▸ **WHAT IS EXPECTED**
All lines from the one with "Identify a point" through the final line of the records below must be written out exactly, with no other text.

Point localization data

++++

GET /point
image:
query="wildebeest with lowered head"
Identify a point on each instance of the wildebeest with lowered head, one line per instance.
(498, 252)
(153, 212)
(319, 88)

++++

▸ **REPLY**
Identify a point on each instance of the wildebeest with lowered head, one line per instance.
(498, 252)
(153, 212)
(319, 88)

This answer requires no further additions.